Every line of the data is to be transcribed as it stands.

Supplied records Block Start

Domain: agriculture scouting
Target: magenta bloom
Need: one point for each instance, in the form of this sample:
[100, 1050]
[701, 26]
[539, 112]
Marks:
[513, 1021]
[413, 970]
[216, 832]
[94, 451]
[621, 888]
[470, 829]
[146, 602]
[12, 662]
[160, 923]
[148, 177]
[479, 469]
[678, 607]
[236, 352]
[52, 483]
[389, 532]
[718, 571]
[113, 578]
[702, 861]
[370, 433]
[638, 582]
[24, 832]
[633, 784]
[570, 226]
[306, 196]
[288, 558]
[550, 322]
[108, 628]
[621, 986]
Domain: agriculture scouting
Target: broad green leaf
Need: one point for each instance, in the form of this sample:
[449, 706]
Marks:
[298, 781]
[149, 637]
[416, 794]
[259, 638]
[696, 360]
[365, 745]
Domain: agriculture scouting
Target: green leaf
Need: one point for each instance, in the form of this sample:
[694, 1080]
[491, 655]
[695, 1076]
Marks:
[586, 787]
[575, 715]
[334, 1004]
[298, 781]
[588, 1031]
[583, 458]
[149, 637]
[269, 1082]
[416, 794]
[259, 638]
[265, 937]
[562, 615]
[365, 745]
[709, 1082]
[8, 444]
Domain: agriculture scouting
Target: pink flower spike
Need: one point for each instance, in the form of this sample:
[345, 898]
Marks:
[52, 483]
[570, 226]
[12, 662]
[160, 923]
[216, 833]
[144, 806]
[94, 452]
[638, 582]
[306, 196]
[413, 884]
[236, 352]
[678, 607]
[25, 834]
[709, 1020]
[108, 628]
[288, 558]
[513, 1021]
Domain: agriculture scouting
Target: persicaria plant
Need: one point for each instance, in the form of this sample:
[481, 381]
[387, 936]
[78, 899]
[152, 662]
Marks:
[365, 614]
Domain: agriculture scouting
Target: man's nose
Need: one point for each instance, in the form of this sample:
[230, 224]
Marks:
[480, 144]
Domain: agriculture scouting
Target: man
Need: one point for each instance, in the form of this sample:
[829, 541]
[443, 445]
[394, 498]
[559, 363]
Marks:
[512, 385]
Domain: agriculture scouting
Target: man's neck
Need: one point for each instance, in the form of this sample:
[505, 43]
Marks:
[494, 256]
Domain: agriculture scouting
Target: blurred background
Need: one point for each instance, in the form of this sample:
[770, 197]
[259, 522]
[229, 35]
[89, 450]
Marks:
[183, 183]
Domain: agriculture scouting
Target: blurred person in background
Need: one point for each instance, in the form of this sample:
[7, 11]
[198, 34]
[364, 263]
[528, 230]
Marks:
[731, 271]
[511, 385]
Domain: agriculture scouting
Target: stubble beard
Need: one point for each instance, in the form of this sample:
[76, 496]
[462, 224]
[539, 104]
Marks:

Supplied records Block End

● Result for this task:
Domain: agriculture scouting
Target: magenta bloom
Need: one point for each instance, in the form of this sample:
[100, 1050]
[701, 26]
[539, 112]
Marks:
[513, 1021]
[413, 970]
[216, 832]
[94, 451]
[621, 888]
[470, 829]
[146, 602]
[12, 662]
[160, 923]
[148, 177]
[479, 469]
[678, 607]
[236, 352]
[52, 483]
[389, 532]
[718, 571]
[113, 578]
[702, 861]
[370, 433]
[638, 582]
[24, 832]
[633, 784]
[570, 226]
[306, 196]
[288, 558]
[550, 322]
[108, 628]
[621, 986]
Domain: agriculture scouting
Target: broad green leaf
Need: one point for each instance, in the form of this sample:
[449, 706]
Marks:
[298, 781]
[149, 637]
[416, 794]
[259, 638]
[696, 360]
[365, 745]
Domain: agriculture scouting
Target: green leaf
Need: one point for each instance, in the form of this sample:
[694, 1080]
[491, 655]
[695, 1076]
Marks:
[586, 787]
[575, 715]
[334, 1004]
[298, 781]
[588, 1031]
[583, 458]
[149, 637]
[269, 1082]
[416, 794]
[259, 638]
[265, 937]
[562, 615]
[365, 745]
[709, 1082]
[8, 444]
Domain: agriculture scouting
Target: pink flower spike
Need: one point for each instance, in the form of this sample:
[345, 898]
Marks:
[52, 483]
[570, 226]
[12, 662]
[160, 923]
[216, 833]
[144, 806]
[94, 452]
[638, 582]
[306, 196]
[413, 884]
[236, 352]
[678, 607]
[25, 834]
[709, 1020]
[108, 628]
[288, 558]
[513, 1021]
Domain: agriculture scouting
Target: persicaria plant
Need: one point for each instance, in the form of this sample:
[481, 381]
[387, 936]
[78, 899]
[152, 662]
Marks:
[365, 614]
Domain: agriculture scouting
Target: man's nose
Need: one point for each instance, in the form of this sample:
[230, 224]
Marks:
[480, 144]
Domain: agriculture scouting
Target: man
Need: one point for each instance, in the form of this sample:
[829, 541]
[443, 445]
[394, 498]
[559, 363]
Marks:
[512, 385]
Domain: agriculture scouting
Target: man's neck
Need: one point for each instance, in the form of this sample:
[505, 43]
Marks:
[494, 256]
Domain: agriculture scouting
Target: blurred background
Need: one point for each instance, in the form of this sample:
[770, 197]
[259, 522]
[229, 35]
[89, 450]
Marks:
[183, 183]
Domain: agriculture scouting
Target: blurred person in background
Need: one point for each instance, in the form of this sample:
[7, 11]
[198, 34]
[364, 263]
[528, 230]
Marks:
[731, 271]
[511, 385]
Domain: agriculture scouting
Target: stubble beard
Need: one point for each instance, in the form of this sample:
[76, 496]
[462, 224]
[539, 104]
Marks:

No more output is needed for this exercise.